- _GIVEN PROBLEM_
Add 29 to every x and y coordinate in the part of the entries that opens with the line containing "the wooden walkway" and closes with the end of the entries. Rewrite all of those lines, with everything except the coordinates left unchanged.

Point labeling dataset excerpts

__________________________________________________

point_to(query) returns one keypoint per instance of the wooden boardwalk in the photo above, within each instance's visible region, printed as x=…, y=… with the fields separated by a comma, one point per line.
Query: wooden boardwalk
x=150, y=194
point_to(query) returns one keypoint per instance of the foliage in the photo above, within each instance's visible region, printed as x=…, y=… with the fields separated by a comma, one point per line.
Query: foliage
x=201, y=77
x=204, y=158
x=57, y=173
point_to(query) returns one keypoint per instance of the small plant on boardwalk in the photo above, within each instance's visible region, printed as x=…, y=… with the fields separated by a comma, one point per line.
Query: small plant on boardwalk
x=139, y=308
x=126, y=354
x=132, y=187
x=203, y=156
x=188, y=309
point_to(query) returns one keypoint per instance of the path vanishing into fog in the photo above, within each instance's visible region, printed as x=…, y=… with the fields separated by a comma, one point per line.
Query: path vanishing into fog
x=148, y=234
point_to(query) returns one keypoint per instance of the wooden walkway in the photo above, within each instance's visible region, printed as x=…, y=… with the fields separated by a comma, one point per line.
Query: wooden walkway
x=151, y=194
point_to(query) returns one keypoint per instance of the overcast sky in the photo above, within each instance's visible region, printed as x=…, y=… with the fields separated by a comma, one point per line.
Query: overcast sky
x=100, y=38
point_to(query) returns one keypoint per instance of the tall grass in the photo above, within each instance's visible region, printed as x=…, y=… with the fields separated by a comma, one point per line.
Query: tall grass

__________________________________________________

- _SOLUTION TO THIS PROBLEM_
point_to(query) returns one keypoint per instance of the wooden walkway in the photo above, within each instance's visible region, printed as x=…, y=… with the fields separated by a comma, one point per line.
Query: wooden walkway
x=180, y=223
point_to(query) returns one keypoint per instance of the overcast sky in the photo above, within each instance's visible region, printed as x=…, y=… with the fields separated by a comma, one point per line.
Query: overcast sky
x=129, y=67
point_to(query) returns one keypoint per instance of the tall grass in the photo above, within each instance's visible region, printed as x=…, y=… with the fields separated by a comma, one point per line.
Query: tall grass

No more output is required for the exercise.